--- Begin ---
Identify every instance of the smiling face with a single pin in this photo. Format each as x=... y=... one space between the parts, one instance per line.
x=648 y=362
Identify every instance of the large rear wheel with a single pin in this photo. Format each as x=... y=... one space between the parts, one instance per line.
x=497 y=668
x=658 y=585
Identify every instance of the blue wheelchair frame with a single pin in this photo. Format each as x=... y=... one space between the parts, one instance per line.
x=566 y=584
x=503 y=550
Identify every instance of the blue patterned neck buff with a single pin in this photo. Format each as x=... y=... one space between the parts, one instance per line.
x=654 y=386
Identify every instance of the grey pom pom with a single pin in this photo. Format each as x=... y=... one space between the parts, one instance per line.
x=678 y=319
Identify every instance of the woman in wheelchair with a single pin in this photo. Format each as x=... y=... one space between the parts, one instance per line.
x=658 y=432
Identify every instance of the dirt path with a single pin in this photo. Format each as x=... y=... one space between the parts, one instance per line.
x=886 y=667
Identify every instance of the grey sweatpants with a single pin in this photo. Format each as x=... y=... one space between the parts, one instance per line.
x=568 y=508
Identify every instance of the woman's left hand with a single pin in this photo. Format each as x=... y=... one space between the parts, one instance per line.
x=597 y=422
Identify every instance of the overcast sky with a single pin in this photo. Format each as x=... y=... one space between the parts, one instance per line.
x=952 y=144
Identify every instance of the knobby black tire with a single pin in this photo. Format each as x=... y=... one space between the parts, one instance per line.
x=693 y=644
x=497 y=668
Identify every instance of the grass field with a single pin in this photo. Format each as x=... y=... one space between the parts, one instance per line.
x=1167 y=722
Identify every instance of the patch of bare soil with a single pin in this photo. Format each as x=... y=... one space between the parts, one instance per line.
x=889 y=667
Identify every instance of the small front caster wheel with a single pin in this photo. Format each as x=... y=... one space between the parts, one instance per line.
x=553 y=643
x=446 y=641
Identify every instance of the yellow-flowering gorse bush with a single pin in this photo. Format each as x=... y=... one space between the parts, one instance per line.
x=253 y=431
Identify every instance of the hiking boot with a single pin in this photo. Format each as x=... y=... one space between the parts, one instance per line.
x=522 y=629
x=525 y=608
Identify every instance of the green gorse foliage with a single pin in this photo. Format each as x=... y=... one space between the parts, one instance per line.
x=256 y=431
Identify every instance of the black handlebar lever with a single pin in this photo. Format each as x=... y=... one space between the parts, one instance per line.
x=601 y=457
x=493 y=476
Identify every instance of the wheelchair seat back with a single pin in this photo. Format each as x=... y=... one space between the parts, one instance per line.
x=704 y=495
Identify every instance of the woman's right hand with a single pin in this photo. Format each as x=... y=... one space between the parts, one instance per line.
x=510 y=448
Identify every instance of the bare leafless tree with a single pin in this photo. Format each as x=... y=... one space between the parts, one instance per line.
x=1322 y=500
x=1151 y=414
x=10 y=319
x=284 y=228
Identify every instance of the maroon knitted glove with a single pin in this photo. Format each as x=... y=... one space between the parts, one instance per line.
--- End ---
Write out every entry above, word for word.

Identify every instance of the smiling face with a single pin in this photo. Format each as x=... y=... one space between the parts, one instance per line.
x=648 y=362
Identify every instance of the large rear wheel with a single pin in this photo. Format each as x=... y=... one space between the parts, one instance per line.
x=497 y=668
x=658 y=585
Identify every instance of the blue wheelchair frame with a single pin in this photo. Format each as x=... y=... one space between the parts, one instance per line.
x=566 y=584
x=503 y=550
Identify every instance of the blue patterned neck buff with a single pin in this photo. Format each as x=... y=... one space between the parts, one instance per line.
x=654 y=386
Identify every instance of the grey pom pom with a single pin in this photo. Format each as x=... y=... one space between the parts, one instance per line.
x=678 y=319
Identify every instance of the woman in wheelchair with a single pin in this photo. Format each as x=... y=... one space between the parts, one instance per line.
x=658 y=432
Identify every instance of the dirt path with a single pin in this photo. Format each as x=... y=... one space between the parts, one instance per line.
x=886 y=667
Identify every instance of the grey sweatpants with a single pin in this photo. Format each as x=... y=... one space between the parts, one instance per line.
x=568 y=508
Identify every instance of the woman's left hand with a single pin in this photo. Format each as x=... y=... one space between the parts, one instance per line.
x=597 y=422
Identify every instance of the overcast sky with a single pin in this photo. Format each as x=... y=... one space between the parts, one instance per line.
x=952 y=144
Identify every instance of the knobby black tire with a single pin in this photo. Format each as x=... y=... one space between the parts, one instance per line.
x=693 y=644
x=497 y=668
Identify every instance of the grass field with a single pin in this photo. Format each as x=... y=... one space between the parts, one instance per line.
x=1167 y=722
Identify every instance of the patch of bare soil with a single pin in this photo. Format each as x=... y=... one space between the parts, one instance per line.
x=889 y=667
Identify every instance of the small front caster wheel with a single pin in this photo. Format each as x=... y=... one space between the parts, one instance per line.
x=553 y=643
x=446 y=641
Identify every instance of the yellow-flowering gorse bush with a single pin in this photo. Format each as x=... y=... one space between the parts, one instance per line.
x=253 y=431
Identify every instance of the hiking boot with a single pin in this photo. Format each as x=... y=... one space between the parts, one instance per line.
x=522 y=629
x=525 y=608
Identify every instance of the green gorse foliage with a single pin in this photo. Format each as x=... y=... one space between the parts, one instance per line.
x=256 y=431
Identify every instance of the black handlebar lever with a single pin in this photo. Format each as x=... y=... one space between the parts, one instance per line.
x=601 y=457
x=493 y=476
Identify every instance of the wheelchair seat back with a single pin in this photo. Format each as x=... y=... one space between the parts, one instance per line.
x=704 y=495
Identify every instance of the woman's right hand with a single pin in this photo. Format each as x=... y=... one space between the parts, one instance per line.
x=510 y=448
Identify every instance of the bare leafless tree with a single pin in this photo. Format each as x=... y=... one space between the parts, one instance per line.
x=1322 y=500
x=1151 y=414
x=10 y=319
x=284 y=228
Identify every instance of the maroon knitted glove with a single pin in this photo. Format each as x=... y=... one space between the parts, one instance per line.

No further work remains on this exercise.